++++ Data records ++++

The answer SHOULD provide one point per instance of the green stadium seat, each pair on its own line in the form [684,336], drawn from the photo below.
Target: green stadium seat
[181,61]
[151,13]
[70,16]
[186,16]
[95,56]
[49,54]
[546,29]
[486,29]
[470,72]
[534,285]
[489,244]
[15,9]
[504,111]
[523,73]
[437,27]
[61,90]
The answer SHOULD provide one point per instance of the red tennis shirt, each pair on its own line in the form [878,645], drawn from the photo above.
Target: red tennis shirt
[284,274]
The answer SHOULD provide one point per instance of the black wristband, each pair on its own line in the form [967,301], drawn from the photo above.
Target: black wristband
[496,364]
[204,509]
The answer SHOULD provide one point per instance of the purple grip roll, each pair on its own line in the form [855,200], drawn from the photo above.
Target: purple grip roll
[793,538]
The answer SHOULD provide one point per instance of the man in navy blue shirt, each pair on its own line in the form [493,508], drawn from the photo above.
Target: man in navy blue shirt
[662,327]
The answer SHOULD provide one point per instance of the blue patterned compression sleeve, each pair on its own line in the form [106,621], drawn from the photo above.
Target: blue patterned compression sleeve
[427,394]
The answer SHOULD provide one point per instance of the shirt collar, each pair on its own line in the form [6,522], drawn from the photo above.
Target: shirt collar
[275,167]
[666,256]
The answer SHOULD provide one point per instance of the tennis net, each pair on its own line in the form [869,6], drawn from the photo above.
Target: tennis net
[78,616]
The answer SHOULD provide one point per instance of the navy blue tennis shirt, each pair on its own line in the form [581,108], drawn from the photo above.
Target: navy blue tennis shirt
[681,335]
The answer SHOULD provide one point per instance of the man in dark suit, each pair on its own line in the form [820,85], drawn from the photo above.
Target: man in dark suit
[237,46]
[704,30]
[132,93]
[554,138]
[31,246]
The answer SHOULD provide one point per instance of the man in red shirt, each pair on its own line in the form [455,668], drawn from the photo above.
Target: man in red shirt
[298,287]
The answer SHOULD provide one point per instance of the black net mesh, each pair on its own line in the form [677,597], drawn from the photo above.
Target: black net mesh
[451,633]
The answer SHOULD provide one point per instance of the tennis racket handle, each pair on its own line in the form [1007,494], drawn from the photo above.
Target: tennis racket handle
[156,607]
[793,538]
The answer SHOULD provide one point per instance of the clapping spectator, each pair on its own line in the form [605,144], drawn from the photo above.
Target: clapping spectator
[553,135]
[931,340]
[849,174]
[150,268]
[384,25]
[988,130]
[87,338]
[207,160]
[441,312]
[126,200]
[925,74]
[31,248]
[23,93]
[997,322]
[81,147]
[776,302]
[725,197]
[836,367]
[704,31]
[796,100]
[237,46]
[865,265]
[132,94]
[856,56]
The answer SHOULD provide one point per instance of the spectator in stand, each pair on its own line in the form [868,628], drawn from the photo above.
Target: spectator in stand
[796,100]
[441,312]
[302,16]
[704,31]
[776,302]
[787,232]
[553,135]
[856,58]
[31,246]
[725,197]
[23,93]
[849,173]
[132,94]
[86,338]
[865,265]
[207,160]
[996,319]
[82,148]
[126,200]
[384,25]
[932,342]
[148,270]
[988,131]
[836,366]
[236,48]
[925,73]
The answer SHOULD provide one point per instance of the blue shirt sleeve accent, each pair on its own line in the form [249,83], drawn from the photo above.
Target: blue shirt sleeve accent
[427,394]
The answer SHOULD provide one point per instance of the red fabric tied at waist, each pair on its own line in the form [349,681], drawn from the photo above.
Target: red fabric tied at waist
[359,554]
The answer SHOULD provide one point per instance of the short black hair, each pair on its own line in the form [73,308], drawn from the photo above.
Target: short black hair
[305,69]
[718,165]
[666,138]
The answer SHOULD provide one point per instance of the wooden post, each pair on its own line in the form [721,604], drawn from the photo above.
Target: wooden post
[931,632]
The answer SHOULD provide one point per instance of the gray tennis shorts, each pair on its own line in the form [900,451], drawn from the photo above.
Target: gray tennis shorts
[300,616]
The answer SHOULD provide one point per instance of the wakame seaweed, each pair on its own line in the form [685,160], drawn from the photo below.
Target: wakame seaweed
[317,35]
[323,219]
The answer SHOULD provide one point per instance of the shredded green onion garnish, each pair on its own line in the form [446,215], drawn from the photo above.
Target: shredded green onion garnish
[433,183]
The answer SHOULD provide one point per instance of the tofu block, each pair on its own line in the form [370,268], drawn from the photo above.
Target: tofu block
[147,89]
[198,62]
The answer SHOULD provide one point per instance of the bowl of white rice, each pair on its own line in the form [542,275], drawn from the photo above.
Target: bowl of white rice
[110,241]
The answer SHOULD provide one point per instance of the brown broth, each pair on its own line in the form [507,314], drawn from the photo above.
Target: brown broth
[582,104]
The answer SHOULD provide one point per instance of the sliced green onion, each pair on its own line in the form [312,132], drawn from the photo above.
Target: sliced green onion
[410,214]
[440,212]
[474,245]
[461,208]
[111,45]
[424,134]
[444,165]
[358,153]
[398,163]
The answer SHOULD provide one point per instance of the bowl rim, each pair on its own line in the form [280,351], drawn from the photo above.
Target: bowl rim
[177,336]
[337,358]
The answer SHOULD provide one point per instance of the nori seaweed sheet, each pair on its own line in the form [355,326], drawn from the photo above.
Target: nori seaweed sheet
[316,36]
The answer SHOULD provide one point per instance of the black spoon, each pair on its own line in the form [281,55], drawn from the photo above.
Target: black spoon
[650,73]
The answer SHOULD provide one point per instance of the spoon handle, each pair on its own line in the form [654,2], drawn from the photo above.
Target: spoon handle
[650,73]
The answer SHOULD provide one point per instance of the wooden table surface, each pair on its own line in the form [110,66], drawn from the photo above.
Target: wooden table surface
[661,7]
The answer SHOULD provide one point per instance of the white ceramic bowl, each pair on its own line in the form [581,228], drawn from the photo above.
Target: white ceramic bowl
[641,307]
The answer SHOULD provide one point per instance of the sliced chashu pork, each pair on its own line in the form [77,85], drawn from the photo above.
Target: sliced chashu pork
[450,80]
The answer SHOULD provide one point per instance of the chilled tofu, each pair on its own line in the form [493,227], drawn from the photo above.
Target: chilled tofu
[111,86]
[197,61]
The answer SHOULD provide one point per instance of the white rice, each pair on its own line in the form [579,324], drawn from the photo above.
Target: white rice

++++

◆ What is required
Copy out the data above line for line, with every character kept the same.

◆ Exercise solution
The answer SHOULD provide one point per instance of the green stadium seat, each pair on its own line in the form [684,336], drawn from the photo below.
Target: green stadium seat
[181,61]
[151,13]
[70,16]
[186,16]
[95,56]
[49,54]
[546,29]
[486,29]
[470,72]
[534,285]
[489,244]
[15,9]
[504,111]
[523,73]
[437,27]
[61,90]
The answer SHOULD provide one point per instance of the red tennis shirt, each pair on its own line in the form [878,645], drawn from the photo above.
Target: red tennis shirt
[284,274]
The answer SHOULD provide one point per instance of the black wristband, each pair on its own line in the form [967,301], drawn from the photo above.
Target: black wristband
[496,364]
[204,509]
The answer SHOULD provide one point per instance of the purple grip roll, each pair on its own line in the form [855,200], drawn from the photo above.
Target: purple grip roll
[793,538]
The answer SHOULD provide one point per instance of the man in navy blue shirt, each pair on its own line in the form [493,508], drawn from the photo above.
Target: man in navy blue shirt
[662,327]
The answer SHOULD provide one point per instance of the blue patterned compression sleeve, each pair on its own line in the form [106,621], drawn from the photo above.
Target: blue patterned compression sleeve
[427,394]
The answer SHOULD provide one point per instance of the shirt collar, each pair on its own line in the form [6,522], drawn from the photo above.
Target: shirt collar
[275,167]
[666,256]
The answer SHOULD provide one point per instance of the tennis net, each pair on its own line in the form [869,6], drawn from the photo above.
Target: tennis net
[78,616]
The answer SHOULD provide one point per instance of the navy blue tennis shirt, each pair on its own line in the form [581,108], drawn from the photo above.
Target: navy blue tennis shirt
[681,335]
The answer SHOULD provide one point per instance of the man in dark suit, each pair on its own line in the form [820,85], drawn from the photo above.
Target: man in dark suit
[237,46]
[704,30]
[132,93]
[554,138]
[31,246]
The answer SHOULD provide one point per instance of the man in red shirt, each pair on its own line in the form [455,668], drawn from the photo above.
Target: man in red shirt
[298,287]
The answer SHOULD provide one point per instance of the black net mesh, each pair on its own line in the form [677,597], drawn from the photo above.
Target: black net mesh
[451,633]
The answer SHOULD provide one point per instance of the tennis racket handle, each pair on its own line in the form [1007,494], drawn from the photo above.
Target: tennis racket handle
[156,607]
[793,538]
The answer SHOULD provide one point per instance of the clapping spectator, each pair on its own line in the form [605,144], drawn from the photo above.
Target: clapping spectator
[553,135]
[931,340]
[849,174]
[150,268]
[384,25]
[988,130]
[87,338]
[207,160]
[441,312]
[126,200]
[925,74]
[31,248]
[23,93]
[997,322]
[81,147]
[776,302]
[725,197]
[836,367]
[704,31]
[796,100]
[237,46]
[865,265]
[132,94]
[856,56]
The answer SHOULD provide one point per instance of the spectator in stand, each pair on its own line in the form [868,628], drawn from the photo above.
Target: spectator in stand
[796,100]
[441,312]
[302,16]
[704,31]
[776,302]
[787,232]
[553,135]
[856,58]
[31,246]
[725,197]
[23,93]
[849,173]
[132,94]
[86,338]
[865,265]
[207,160]
[996,319]
[82,148]
[126,200]
[384,25]
[932,342]
[148,270]
[988,131]
[836,366]
[236,48]
[925,73]
The answer SHOULD provide one point per instance of the blue shirt sleeve accent, each pair on its own line in the form [249,83], drawn from the photo above.
Target: blue shirt sleeve accent
[427,394]
The answer SHOULD provide one point per instance of the red fabric tied at waist, each pair on its own line in the form [349,681], drawn from the photo above.
Target: red fabric tied at waist
[359,554]
The answer SHOULD provide one point per instance of the short black hair, each pair on its own line in the form [73,308], drawn from the photo above.
Target: short black hair
[305,69]
[718,165]
[666,138]
The answer SHOULD provide one point per instance of the wooden post, each pair on its own line in the form [721,604], drawn from the photo above.
Target: wooden post
[931,632]
The answer SHOULD provide one point per instance of the gray tennis shorts, each pair on its own line in the form [900,451], drawn from the photo above.
Target: gray tennis shorts
[300,616]
The answer SHOULD provide one point per instance of the wakame seaweed, each pair on its own line in the form [685,160], drawn from the photo below.
Target: wakame seaweed
[317,35]
[323,219]
The answer SHOULD provide one point per instance of the shredded green onion garnish, each pair on its own line in the form [446,215], drawn from the photo above.
Target: shredded green onion garnish
[433,183]
The answer SHOULD provide one point per instance of the tofu block, each pair on its own line in the form [370,268], drawn from the photo above.
Target: tofu block
[147,89]
[198,62]
The answer SHOULD provide one point per instance of the bowl of white rice, each pair on its own line in the form [542,275], drawn from the photo above.
Target: bowl of white rice
[110,241]
The answer SHOULD provide one point per instance of the brown broth, each pair on its own line in the form [507,314], drawn from the photo above.
Target: brown broth
[582,104]
The answer SHOULD provide one point per instance of the sliced green onion, each pair on its own line in the form [312,132], drawn from the photo above.
Target: sliced green onion
[410,214]
[440,212]
[474,245]
[461,208]
[111,45]
[424,134]
[444,165]
[358,153]
[398,163]
The answer SHOULD provide one point per instance of the bowl rim, each pair on its own line in the form [280,351], drawn from the photo above.
Target: bowl rim
[177,336]
[337,358]
The answer SHOULD provide one point per instance of the nori seaweed sheet, each pair on its own line in the form [355,326], drawn from the photo above.
Target: nori seaweed sheet
[316,36]
The answer SHOULD provide one point per instance of the black spoon, each pair on its own line in the form [281,55], drawn from the photo above.
Target: black spoon
[650,73]
The answer SHOULD provide one point per instance of the spoon handle, each pair on its own line in the form [654,2], drawn from the photo above.
Target: spoon handle
[650,73]
The answer SHOULD provide one point per instance of the wooden table surface, each pair on its own line in the form [110,66], drawn from the photo above.
Target: wooden table surface
[661,7]
The answer SHOULD provide one point per instance of the white ceramic bowl, each pair on its own line in the form [581,228], drawn from the photo above.
Target: white ceramic bowl
[641,307]
The answer SHOULD provide one point per instance of the sliced chashu pork, each pair on its own line in the form [77,85], drawn from the photo above.
Target: sliced chashu pork
[450,80]
The answer SHOULD provide one point per instance of the chilled tofu, each pair on its own line in the form [493,227], drawn from the photo above.
Target: chilled tofu
[111,86]
[197,61]
The answer SHOULD provide one point per instance of the white rice, each pair on its own line in the form [579,324], drawn from the photo above.
Target: white rice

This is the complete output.